Task requirements: Using the records below, quote only the span that opens with the line containing "blue lanyard, with integer pixel coordinates." and closes with the line containing "Expected output: a single point for each instance of the collar", exactly and inclusively.

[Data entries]
——————————
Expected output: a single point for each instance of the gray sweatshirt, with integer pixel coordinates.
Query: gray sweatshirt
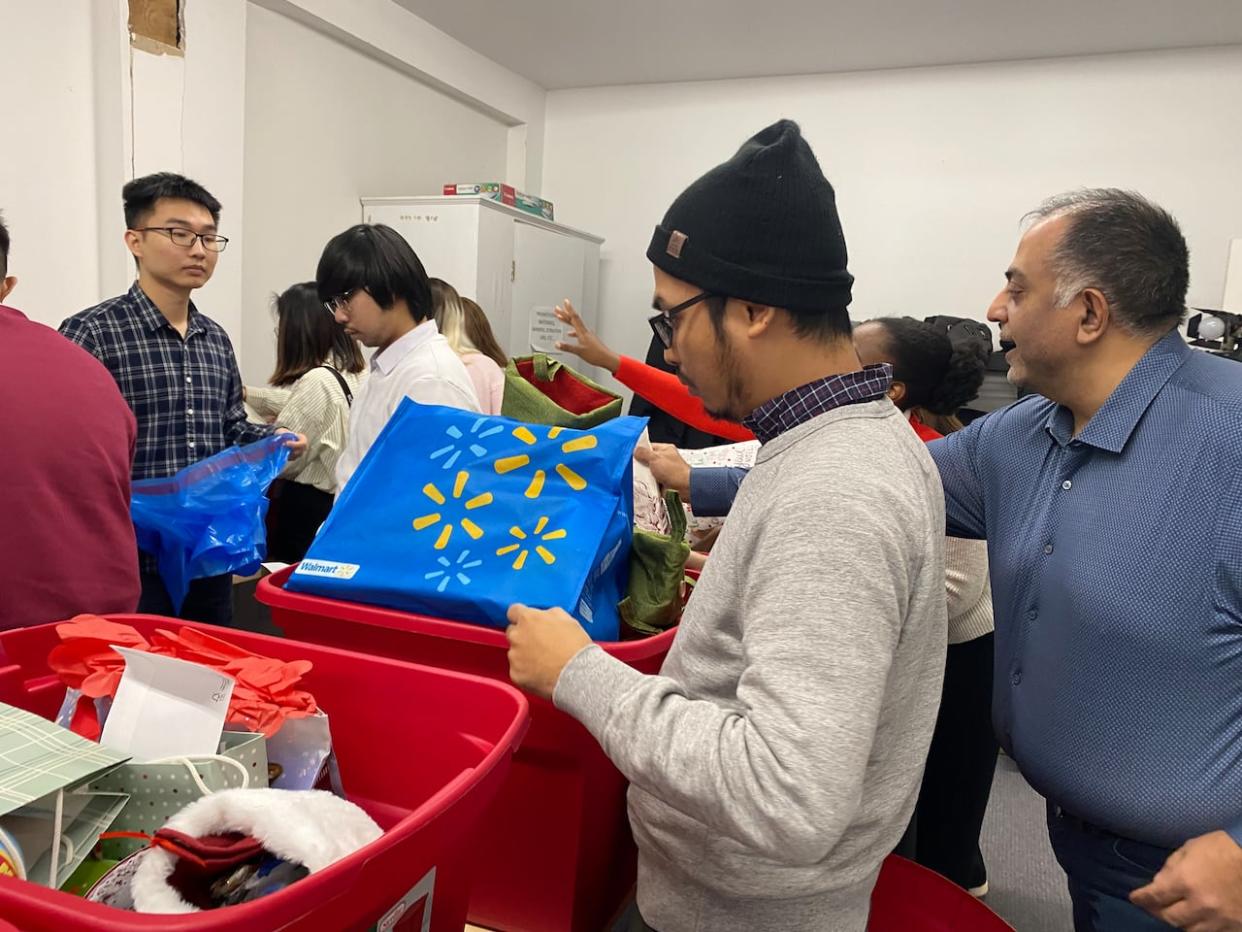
(776, 758)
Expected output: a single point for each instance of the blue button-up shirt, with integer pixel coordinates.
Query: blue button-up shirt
(1117, 580)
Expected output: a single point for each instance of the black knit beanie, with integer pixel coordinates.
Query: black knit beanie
(761, 228)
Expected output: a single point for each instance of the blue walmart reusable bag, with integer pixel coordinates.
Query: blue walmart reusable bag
(457, 516)
(208, 520)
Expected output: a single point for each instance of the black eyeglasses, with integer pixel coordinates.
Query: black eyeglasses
(180, 236)
(333, 305)
(662, 323)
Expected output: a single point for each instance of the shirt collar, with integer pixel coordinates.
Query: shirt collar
(801, 404)
(150, 317)
(400, 348)
(1113, 424)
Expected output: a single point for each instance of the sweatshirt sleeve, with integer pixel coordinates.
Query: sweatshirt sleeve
(668, 394)
(780, 769)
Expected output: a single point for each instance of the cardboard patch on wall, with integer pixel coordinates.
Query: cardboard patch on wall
(157, 26)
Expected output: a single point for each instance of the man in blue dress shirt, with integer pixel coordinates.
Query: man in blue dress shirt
(1112, 503)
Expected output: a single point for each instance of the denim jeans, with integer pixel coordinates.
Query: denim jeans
(1103, 869)
(209, 600)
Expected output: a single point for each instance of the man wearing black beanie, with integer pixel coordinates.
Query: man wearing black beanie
(776, 757)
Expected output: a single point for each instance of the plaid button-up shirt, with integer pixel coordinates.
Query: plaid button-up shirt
(796, 406)
(185, 393)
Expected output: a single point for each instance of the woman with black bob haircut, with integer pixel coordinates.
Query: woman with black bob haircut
(318, 370)
(375, 287)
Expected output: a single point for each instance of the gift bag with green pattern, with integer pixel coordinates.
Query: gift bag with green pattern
(657, 569)
(159, 790)
(539, 389)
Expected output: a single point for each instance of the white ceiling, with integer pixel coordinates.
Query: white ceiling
(562, 44)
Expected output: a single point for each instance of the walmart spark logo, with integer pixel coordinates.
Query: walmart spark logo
(460, 443)
(437, 497)
(453, 571)
(527, 541)
(580, 444)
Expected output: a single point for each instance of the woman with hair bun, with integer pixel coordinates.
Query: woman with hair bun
(934, 377)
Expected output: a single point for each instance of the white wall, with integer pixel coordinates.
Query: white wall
(326, 126)
(47, 172)
(933, 167)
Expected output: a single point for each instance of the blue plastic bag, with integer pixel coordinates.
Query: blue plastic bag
(457, 516)
(208, 520)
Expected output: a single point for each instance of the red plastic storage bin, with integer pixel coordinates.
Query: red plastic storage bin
(909, 897)
(557, 854)
(424, 751)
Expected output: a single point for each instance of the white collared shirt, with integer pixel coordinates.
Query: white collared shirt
(420, 365)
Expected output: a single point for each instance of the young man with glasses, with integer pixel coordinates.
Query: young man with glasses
(775, 759)
(174, 365)
(374, 283)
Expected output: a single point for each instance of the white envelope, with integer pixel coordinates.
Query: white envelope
(167, 707)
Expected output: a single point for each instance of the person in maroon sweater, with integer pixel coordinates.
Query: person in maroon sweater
(67, 542)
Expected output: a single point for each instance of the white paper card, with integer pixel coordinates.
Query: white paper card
(167, 707)
(545, 331)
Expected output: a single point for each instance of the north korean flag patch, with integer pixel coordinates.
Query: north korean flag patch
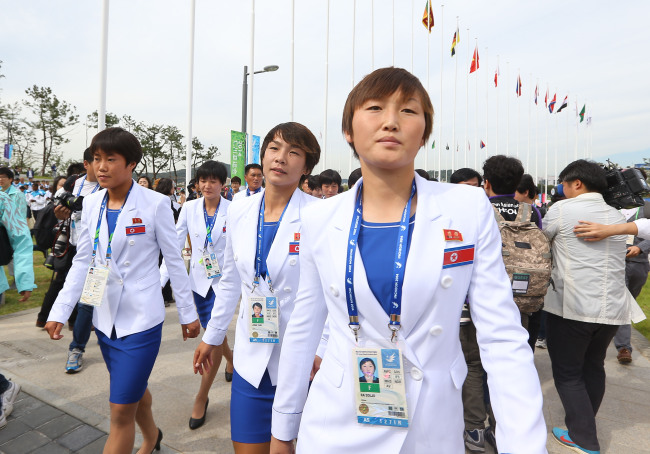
(457, 256)
(135, 230)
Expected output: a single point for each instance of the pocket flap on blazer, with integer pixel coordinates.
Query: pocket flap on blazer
(458, 371)
(333, 371)
(147, 281)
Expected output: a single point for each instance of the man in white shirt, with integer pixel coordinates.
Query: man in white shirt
(586, 303)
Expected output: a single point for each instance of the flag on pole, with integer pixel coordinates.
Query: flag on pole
(474, 66)
(551, 105)
(427, 17)
(454, 42)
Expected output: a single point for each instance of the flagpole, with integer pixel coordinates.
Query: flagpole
(103, 70)
(188, 154)
(442, 38)
(466, 104)
(327, 49)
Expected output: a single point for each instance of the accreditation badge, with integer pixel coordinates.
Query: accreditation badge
(263, 319)
(210, 265)
(94, 286)
(378, 375)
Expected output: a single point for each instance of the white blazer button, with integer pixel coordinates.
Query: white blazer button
(436, 330)
(446, 281)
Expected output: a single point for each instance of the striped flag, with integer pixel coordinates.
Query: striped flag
(427, 17)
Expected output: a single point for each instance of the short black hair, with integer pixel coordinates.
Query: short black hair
(423, 173)
(589, 173)
(6, 171)
(212, 169)
(503, 173)
(527, 186)
(330, 176)
(252, 166)
(120, 141)
(354, 177)
(465, 174)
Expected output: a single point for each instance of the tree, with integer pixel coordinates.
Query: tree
(53, 117)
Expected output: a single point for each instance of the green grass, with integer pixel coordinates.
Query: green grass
(42, 277)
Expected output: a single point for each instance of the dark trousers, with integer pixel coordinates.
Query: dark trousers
(577, 351)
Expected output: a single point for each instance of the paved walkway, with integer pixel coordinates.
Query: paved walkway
(60, 413)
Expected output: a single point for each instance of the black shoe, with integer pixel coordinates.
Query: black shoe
(157, 447)
(196, 423)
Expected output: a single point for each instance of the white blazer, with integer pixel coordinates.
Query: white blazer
(252, 359)
(191, 220)
(133, 301)
(434, 364)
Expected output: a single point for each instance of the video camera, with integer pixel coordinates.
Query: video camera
(625, 187)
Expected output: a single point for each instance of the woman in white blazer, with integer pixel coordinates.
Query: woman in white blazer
(407, 304)
(204, 221)
(266, 270)
(120, 236)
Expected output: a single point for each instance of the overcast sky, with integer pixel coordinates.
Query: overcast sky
(594, 52)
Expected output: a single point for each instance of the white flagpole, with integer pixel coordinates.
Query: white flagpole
(101, 114)
(293, 29)
(188, 154)
(327, 49)
(442, 38)
(251, 68)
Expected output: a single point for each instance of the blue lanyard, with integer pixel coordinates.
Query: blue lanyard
(209, 225)
(398, 268)
(82, 186)
(99, 224)
(260, 241)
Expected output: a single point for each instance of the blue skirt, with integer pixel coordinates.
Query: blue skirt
(251, 410)
(204, 306)
(130, 361)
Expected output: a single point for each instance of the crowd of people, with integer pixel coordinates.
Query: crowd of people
(392, 313)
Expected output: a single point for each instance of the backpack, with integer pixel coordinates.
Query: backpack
(527, 256)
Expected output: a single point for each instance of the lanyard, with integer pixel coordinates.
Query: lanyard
(398, 268)
(260, 241)
(209, 226)
(99, 223)
(82, 186)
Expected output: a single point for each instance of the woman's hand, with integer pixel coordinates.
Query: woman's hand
(282, 447)
(54, 330)
(202, 358)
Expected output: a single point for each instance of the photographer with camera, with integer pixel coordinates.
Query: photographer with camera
(68, 208)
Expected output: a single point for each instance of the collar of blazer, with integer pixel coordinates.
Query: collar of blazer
(279, 251)
(423, 264)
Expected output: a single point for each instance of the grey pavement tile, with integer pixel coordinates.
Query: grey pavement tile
(52, 448)
(80, 437)
(96, 447)
(59, 426)
(27, 442)
(40, 415)
(13, 429)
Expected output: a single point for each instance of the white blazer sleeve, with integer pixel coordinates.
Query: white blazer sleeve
(515, 391)
(167, 240)
(301, 339)
(69, 296)
(227, 293)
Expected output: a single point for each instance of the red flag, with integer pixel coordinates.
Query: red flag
(427, 17)
(474, 65)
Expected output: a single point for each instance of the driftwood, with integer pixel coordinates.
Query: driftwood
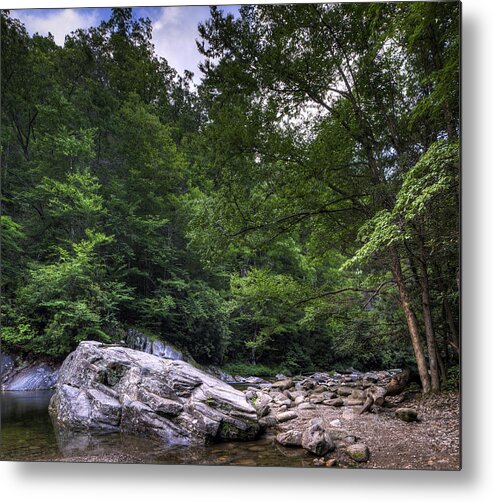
(376, 395)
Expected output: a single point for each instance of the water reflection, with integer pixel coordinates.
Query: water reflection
(27, 433)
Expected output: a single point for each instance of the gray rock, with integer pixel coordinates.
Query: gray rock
(36, 376)
(337, 402)
(357, 394)
(286, 415)
(109, 388)
(407, 414)
(306, 406)
(268, 421)
(298, 393)
(317, 398)
(261, 404)
(344, 391)
(309, 384)
(329, 395)
(289, 438)
(353, 402)
(299, 400)
(316, 439)
(371, 377)
(283, 384)
(359, 452)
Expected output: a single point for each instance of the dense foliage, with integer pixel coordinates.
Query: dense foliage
(296, 211)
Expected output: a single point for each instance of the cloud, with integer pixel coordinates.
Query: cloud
(174, 34)
(58, 22)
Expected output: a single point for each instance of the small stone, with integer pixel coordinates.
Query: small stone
(286, 416)
(407, 414)
(283, 384)
(344, 391)
(306, 406)
(358, 452)
(353, 402)
(316, 439)
(268, 421)
(337, 402)
(289, 438)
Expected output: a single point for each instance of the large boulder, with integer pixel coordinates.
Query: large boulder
(112, 388)
(33, 376)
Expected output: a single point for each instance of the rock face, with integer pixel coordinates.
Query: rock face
(358, 452)
(35, 376)
(111, 388)
(316, 439)
(407, 414)
(139, 341)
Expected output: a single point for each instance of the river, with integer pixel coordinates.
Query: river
(27, 434)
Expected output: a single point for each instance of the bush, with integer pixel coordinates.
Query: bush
(245, 369)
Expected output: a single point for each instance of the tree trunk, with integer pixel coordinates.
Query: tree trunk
(398, 382)
(447, 310)
(429, 331)
(411, 320)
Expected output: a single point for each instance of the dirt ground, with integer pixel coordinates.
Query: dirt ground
(433, 442)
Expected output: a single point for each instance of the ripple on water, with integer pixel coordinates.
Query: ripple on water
(27, 434)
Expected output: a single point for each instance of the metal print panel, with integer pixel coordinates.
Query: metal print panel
(230, 235)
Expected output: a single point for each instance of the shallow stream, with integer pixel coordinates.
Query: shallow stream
(27, 434)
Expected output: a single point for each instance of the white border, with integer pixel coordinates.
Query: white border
(83, 482)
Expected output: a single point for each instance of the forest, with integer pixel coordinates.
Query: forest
(297, 210)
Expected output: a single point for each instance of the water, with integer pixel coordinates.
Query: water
(27, 434)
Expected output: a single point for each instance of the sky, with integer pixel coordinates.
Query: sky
(174, 28)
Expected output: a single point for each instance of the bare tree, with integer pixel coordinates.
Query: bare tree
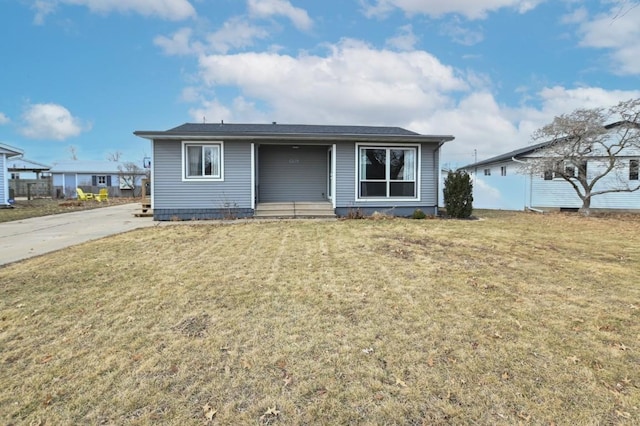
(114, 156)
(129, 175)
(588, 149)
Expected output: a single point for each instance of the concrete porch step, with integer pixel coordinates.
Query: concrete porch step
(295, 209)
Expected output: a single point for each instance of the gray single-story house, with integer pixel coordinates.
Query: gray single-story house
(209, 171)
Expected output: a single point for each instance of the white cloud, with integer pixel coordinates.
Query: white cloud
(471, 9)
(461, 34)
(269, 8)
(179, 43)
(174, 10)
(50, 121)
(42, 9)
(616, 31)
(236, 33)
(404, 40)
(214, 112)
(352, 84)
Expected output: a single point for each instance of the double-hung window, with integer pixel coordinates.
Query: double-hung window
(202, 161)
(634, 169)
(385, 172)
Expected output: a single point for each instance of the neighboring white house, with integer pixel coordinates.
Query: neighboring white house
(503, 182)
(6, 152)
(91, 176)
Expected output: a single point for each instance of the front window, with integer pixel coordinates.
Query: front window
(203, 161)
(387, 172)
(634, 168)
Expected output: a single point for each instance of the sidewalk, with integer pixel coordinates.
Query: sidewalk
(31, 237)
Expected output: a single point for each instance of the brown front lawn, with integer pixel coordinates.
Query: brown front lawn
(514, 319)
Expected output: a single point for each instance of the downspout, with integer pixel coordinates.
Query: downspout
(527, 207)
(436, 161)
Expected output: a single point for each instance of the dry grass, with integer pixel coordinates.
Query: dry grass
(24, 209)
(516, 319)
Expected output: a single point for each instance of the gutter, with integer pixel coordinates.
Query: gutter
(293, 137)
(515, 160)
(436, 170)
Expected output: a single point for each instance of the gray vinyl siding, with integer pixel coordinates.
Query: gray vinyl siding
(4, 183)
(171, 192)
(346, 180)
(288, 174)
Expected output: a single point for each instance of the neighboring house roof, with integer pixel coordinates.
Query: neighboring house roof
(88, 167)
(10, 151)
(23, 164)
(531, 148)
(508, 156)
(290, 132)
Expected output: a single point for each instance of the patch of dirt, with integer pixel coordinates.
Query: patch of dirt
(194, 326)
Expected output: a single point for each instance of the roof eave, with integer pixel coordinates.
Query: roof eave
(293, 137)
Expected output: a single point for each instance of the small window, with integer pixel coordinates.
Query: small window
(385, 172)
(202, 161)
(634, 168)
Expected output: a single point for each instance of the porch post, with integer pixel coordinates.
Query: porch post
(333, 173)
(253, 176)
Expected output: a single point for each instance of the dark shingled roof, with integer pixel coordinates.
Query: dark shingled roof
(224, 128)
(291, 132)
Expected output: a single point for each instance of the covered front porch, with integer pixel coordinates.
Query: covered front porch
(293, 178)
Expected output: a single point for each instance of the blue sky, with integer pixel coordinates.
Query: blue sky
(82, 75)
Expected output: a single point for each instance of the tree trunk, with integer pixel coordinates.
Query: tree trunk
(586, 206)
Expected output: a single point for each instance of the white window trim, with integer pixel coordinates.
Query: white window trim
(418, 149)
(183, 152)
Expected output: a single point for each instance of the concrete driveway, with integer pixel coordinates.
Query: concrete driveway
(27, 238)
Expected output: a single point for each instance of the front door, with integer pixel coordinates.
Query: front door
(292, 173)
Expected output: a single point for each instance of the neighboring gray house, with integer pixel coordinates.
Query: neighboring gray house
(28, 178)
(6, 152)
(91, 176)
(206, 171)
(503, 182)
(22, 168)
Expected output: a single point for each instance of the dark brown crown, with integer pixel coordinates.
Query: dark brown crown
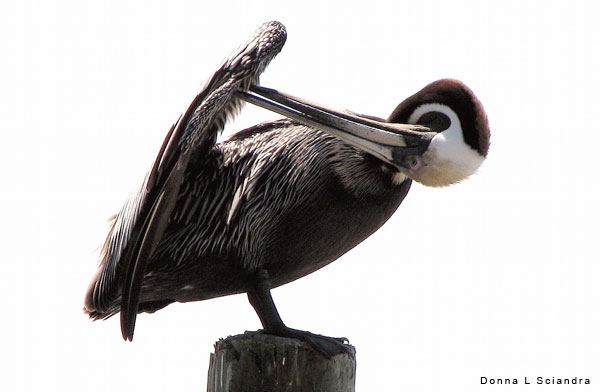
(459, 98)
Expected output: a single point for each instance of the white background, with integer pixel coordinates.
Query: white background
(496, 277)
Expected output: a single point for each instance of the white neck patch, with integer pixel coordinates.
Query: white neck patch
(449, 158)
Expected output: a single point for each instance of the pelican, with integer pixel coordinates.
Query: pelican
(277, 201)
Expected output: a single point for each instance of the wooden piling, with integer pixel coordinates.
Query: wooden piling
(255, 362)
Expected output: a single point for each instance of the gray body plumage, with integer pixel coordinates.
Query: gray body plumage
(277, 201)
(280, 196)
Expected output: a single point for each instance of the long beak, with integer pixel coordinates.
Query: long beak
(400, 145)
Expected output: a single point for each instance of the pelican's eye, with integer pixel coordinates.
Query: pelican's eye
(436, 121)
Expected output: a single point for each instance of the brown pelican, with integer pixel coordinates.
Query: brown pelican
(277, 201)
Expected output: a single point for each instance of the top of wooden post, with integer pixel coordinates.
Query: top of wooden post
(256, 361)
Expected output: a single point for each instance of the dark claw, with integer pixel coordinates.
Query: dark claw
(326, 346)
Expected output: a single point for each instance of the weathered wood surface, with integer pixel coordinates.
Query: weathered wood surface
(255, 362)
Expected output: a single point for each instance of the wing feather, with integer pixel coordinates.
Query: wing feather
(141, 223)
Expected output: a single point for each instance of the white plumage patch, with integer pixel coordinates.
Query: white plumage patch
(448, 159)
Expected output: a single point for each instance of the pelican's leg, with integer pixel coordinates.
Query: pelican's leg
(260, 298)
——————————
Expected output:
Expected output: a single point for each instance of the blue lanyard, with integer pixel coordinates.
Query: blue lanyard
(209, 225)
(398, 268)
(82, 186)
(99, 224)
(260, 241)
Expected output: a single point for each instance of the blue skirt, with integer pixel coordinates.
Query: blue skirt
(251, 410)
(204, 306)
(130, 361)
Expected output: a single point for each instance of the crowd of people, with integer pixel coordinates.
Query: crowd of people
(392, 313)
Expected output: a single point for each instance of the backpack, with integer pixel coordinates.
Query: backpack
(527, 256)
Expected output: a single point for each instance of the lanyard, with integer pixel coordinates.
Query: lanyard
(398, 268)
(260, 241)
(209, 226)
(99, 223)
(82, 186)
Expected output: a single point for each instance of the woman's hand, with integer pixel coordinates.
Query: woman's hand
(282, 447)
(54, 330)
(202, 358)
Expected output: a single point for each instance of the photographer with camera, with integer pixel coordinates.
Query: photographer with camera
(68, 208)
Expected output: a single point for each instance of the collar of blazer, with integer pixel coordinates.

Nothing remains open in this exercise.